→ **Exercise**: Can you quote the part of the passage on saliva and disease that opens with the words containing "Additionally, the virus" and closes with "to be digested."?

Health experts say that the phlegm, especially of a disease-carrier, can spread air-borne respiratory diseases. According to the World Health Organisation’s (WHO) official website, “Tuberculosis (TB) is spread from person to person through the air. When people with lung TB cough, sneeze or spit, they propel the TB germs into the air. A person needs to inhale only a few of these germs to become infected.”

When a person spits in a public area, it may not have immediate affects on people around. However, someone steps on the saliva, will then carry the germs with him or her. When the person removes his or her shoes, the germs can easily be transferred. Additionally, if the person uses public transport and put his or her feet on a seat, the person to use the seat next can also become a carrier. It is a vicious cycle.

There are several other illnesses that people can be exposed to with direct contact with a carrier’s saliva. The WHO states that people can be exposed to the even Ebola virus from direct physical contact with body fluids like blood, saliva, stool, urine or sweat of an infected person and soiled linen used by a patient.

Additionally, the virus which causes smallpox is contagious and spreads through person-to-person contact and saliva droplets in an infected person’s breath.

According to a report published by The Guardian, a daily newspaper in the UK, there are some health risks associated with chewing gum. The action of chewing stimulates the cells lining the stomach wall to produce digestive acid. When a person chews gum, this mechanism comes into effect, but there is no food being swallowed to be digested.

→ **Material supplied**:
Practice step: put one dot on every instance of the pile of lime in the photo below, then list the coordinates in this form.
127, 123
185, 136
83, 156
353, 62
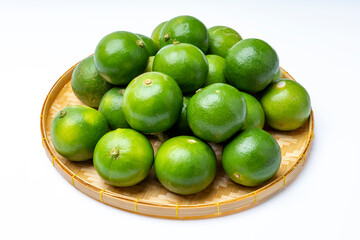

→ **Solution**:
Additionally, the virus which causes smallpox is contagious and spreads through person-to-person contact and saliva droplets in an infected person’s breath.

According to a report published by The Guardian, a daily newspaper in the UK, there are some health risks associated with chewing gum. The action of chewing stimulates the cells lining the stomach wall to produce digestive acid. When a person chews gum, this mechanism comes into effect, but there is no food being swallowed to be digested.